» YOUR TASK
Up to the line containing "In this exercise you will indicate the utility", nothing is kept; from that line through the end of the data below, output every line exactly.

» DATASET

'''

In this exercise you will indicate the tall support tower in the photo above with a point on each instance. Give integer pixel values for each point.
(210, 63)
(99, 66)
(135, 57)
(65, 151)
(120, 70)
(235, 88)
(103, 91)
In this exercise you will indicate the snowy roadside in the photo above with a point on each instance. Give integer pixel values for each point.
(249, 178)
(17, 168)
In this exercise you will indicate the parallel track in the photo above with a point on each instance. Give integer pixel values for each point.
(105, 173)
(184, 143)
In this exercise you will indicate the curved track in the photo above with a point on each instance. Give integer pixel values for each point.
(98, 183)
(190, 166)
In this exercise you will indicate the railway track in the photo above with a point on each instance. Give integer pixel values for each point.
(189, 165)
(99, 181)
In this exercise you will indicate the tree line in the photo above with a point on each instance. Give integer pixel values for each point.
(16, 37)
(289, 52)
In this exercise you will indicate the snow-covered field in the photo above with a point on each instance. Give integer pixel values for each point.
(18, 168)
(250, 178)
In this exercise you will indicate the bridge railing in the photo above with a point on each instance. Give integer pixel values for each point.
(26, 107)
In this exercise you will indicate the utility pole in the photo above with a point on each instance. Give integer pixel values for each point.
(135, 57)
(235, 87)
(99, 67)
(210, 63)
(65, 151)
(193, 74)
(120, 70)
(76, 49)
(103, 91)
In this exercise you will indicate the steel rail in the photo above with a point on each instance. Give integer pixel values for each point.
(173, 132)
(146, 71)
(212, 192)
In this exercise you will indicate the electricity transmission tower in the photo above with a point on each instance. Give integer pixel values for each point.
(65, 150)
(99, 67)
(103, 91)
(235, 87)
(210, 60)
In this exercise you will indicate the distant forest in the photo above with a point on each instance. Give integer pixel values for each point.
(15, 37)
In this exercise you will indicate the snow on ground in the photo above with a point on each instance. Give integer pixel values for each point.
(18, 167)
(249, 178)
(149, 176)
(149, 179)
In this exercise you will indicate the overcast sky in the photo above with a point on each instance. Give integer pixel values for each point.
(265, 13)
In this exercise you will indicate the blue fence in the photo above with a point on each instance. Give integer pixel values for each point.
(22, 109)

'''

» FINAL ANSWER
In this exercise you will indicate the utility pole in the photo above with a point on each instance. Give integer pixel values for each point.
(135, 57)
(235, 87)
(99, 67)
(210, 63)
(65, 151)
(193, 74)
(120, 70)
(76, 49)
(103, 91)
In this exercise you will indicate the steel rail in the photo above with a point on each instance. Give integer pixel values for each point.
(173, 132)
(146, 71)
(212, 192)
In this exercise you will indicate the electricity transmission tower in the photo above with a point on each instance. Give integer pixel values for each point.
(65, 150)
(99, 67)
(103, 91)
(235, 87)
(210, 60)
In this exercise you will indicate the distant forest in the photo above with a point on each instance. Give integer pixel values for each point.
(15, 37)
In this exercise you will indicate the snow on ground in the photo above with a point on each instance. Give integer pixel values for each point.
(18, 167)
(249, 178)
(149, 176)
(149, 179)
In this exercise you will indicate the overcast sky in the photo above with a point on each instance. Give integer pixel values for each point.
(265, 13)
In this exercise you will indicate the blue fence in the photo above with a point on each instance. Give integer pixel values for each point.
(22, 109)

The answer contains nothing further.